■ Short exercise
Locate every line in the rows below that contains the string "flower", and copy each of those lines.

---- Record extracts

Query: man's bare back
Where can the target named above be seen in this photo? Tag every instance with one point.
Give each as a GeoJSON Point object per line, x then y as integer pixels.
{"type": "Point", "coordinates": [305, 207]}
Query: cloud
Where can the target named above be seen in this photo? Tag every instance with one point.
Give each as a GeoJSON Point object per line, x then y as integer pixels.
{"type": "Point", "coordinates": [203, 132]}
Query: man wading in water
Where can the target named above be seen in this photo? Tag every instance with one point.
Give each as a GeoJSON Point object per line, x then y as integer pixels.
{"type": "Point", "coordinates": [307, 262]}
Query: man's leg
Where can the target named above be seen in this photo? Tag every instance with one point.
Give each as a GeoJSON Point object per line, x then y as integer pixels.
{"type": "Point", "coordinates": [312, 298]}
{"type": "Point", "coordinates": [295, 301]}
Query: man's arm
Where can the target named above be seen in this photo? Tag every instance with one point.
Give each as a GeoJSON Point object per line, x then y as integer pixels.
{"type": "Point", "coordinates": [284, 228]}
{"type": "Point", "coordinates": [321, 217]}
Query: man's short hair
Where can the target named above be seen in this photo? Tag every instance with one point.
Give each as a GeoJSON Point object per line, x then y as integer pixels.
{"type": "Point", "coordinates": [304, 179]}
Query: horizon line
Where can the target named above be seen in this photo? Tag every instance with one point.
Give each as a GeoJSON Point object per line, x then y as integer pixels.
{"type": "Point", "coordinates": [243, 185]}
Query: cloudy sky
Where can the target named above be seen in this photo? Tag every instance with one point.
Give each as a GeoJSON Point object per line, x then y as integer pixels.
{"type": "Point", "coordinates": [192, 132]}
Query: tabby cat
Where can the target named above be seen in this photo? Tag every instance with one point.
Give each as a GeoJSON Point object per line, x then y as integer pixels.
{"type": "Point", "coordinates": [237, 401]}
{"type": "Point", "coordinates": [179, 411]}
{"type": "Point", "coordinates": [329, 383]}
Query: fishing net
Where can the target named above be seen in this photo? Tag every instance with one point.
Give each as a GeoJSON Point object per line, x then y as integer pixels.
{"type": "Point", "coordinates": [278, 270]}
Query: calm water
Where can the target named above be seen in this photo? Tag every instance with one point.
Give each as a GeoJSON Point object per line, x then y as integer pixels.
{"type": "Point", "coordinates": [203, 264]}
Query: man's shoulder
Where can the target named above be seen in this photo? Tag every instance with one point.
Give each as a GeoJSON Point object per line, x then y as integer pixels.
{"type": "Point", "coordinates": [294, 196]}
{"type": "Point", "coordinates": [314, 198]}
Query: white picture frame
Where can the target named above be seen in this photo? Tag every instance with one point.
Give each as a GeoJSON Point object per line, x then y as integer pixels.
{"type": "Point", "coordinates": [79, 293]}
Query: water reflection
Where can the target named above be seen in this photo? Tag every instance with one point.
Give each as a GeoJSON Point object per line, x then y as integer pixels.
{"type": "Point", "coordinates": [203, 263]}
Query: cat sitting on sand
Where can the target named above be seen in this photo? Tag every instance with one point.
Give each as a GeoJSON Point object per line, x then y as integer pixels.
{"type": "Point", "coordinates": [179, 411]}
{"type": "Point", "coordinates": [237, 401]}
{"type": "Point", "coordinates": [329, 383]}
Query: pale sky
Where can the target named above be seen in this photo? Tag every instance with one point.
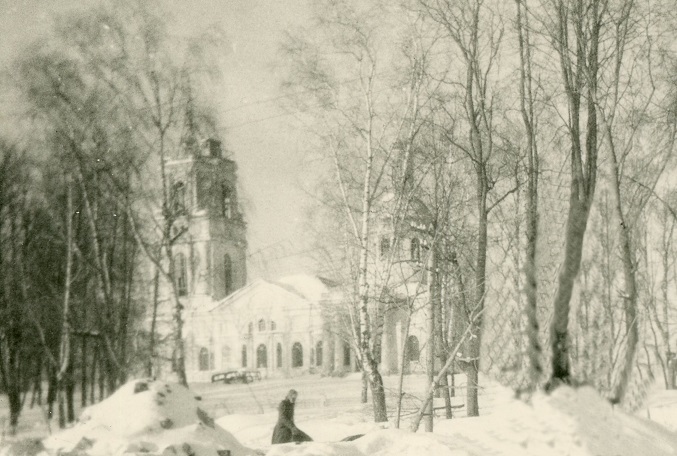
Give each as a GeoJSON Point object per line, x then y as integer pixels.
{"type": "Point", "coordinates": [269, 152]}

--------
---- Record extracts

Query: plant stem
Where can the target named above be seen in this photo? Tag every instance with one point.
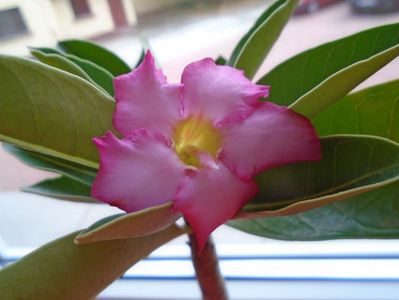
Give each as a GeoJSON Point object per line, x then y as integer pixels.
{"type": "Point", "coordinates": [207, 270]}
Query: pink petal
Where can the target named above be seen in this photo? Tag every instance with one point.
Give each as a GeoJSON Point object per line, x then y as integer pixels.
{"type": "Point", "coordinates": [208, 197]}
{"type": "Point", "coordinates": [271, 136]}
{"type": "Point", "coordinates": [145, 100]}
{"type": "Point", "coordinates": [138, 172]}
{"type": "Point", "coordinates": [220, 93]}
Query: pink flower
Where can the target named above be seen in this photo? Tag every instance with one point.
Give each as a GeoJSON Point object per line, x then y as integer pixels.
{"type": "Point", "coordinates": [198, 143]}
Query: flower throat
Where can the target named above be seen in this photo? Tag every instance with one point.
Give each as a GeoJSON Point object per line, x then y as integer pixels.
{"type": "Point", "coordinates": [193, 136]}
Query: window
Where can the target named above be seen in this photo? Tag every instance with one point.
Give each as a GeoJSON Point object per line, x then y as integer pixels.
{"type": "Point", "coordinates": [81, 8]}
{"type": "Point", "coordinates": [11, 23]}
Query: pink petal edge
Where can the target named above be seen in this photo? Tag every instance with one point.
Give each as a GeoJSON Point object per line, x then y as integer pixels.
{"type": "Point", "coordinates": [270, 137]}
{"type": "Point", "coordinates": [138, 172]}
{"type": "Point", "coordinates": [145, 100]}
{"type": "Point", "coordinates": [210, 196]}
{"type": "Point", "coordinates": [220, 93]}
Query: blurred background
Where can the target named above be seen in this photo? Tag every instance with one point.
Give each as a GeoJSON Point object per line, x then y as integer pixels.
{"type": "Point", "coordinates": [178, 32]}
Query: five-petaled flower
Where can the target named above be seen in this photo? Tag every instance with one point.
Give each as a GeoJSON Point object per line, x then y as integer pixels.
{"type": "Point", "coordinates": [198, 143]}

--------

■ Solution
Query: pink flower
Query: flower throat
Query: five-petaled flower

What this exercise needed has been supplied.